[Photo object pointing records]
▬▬▬
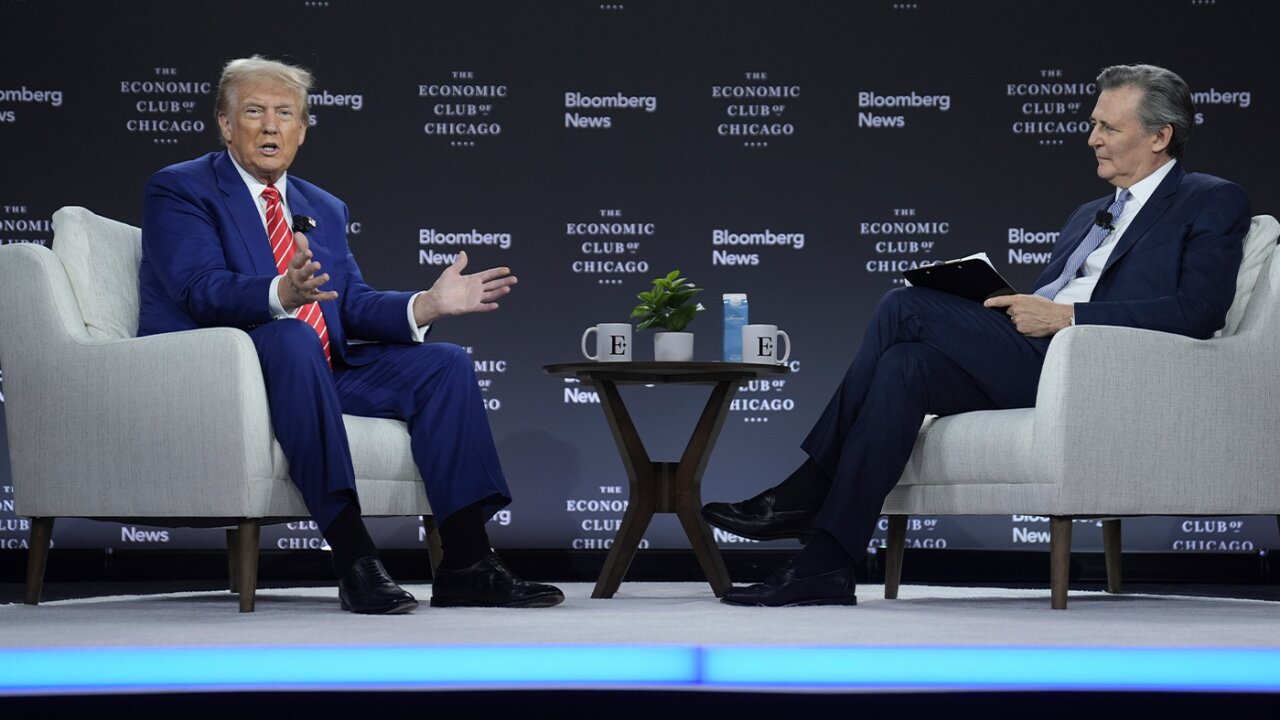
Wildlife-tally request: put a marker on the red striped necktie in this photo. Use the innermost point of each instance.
(283, 249)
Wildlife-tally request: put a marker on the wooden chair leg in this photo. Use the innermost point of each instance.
(895, 543)
(233, 559)
(1059, 560)
(434, 547)
(246, 564)
(1111, 551)
(37, 557)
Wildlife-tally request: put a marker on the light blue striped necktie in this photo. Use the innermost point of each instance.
(1097, 233)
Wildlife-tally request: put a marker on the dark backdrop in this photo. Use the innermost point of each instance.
(876, 135)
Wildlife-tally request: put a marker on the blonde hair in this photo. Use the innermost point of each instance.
(245, 69)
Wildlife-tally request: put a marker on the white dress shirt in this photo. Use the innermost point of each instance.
(1080, 287)
(255, 188)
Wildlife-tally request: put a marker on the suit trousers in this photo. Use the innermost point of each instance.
(430, 386)
(924, 352)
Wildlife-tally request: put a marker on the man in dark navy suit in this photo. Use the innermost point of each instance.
(1161, 251)
(218, 251)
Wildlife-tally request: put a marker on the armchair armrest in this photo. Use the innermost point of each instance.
(178, 419)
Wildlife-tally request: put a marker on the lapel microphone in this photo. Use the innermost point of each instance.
(305, 223)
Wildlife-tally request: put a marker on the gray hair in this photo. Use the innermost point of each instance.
(1165, 100)
(245, 69)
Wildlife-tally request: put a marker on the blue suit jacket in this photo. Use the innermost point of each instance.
(1174, 268)
(206, 260)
▬▬▬
# STATED GOAL
Rewrite every line of the material, switching "innermost" to "central" wherever it occurs and keeping everything else unchanged. Leave the pictures out of your answer.

# THE COMPLETED TASK
Wildlife-tally request: put a marker on the red striped necktie in this photo. Use the central point of each instance.
(283, 249)
Wildlife-tally request: put a marker on the wooden chair leg in this photo. Use the central point of each instance.
(895, 543)
(233, 559)
(1059, 560)
(434, 547)
(246, 564)
(1111, 551)
(37, 557)
Wildlife-tally request: put a marker on the light blue striped necktie in this photo. Use the central point of each instance.
(1097, 233)
Wildlife-tally request: put a marker on the dark backdrop in this photo. Use the central point of each instance.
(876, 135)
Wildlife-tally request: put a marker on the blonde hair in this photo. Use the central point of each instance.
(245, 69)
Wildlife-tally request: put a marker on the white dress shirt in this photo. Use the central point of each instance.
(1080, 287)
(255, 188)
Wildlife-tally request: put a marker on the suit trousers in this photo. Use the central point of each instance.
(430, 386)
(924, 352)
Wildlife-tally request: put a marker on the man in dark navy suit in this photo. Use the central point of each instance.
(1161, 251)
(218, 251)
Wildlife-tally request: put a marker on the armchair armrest in this photo. Use the central point of each instance.
(178, 419)
Wildlife-tally request: put a marker on the lapel microphone in this photo. Use the central point of each instance.
(305, 223)
Wildlife-tally request: put a marker on the gray hair in this photo. Use the central point of each instance.
(1165, 100)
(245, 69)
Wildlife-tally request: put a marker on the blue suit jacket in this photo. Use the central point of each instance.
(1174, 268)
(206, 260)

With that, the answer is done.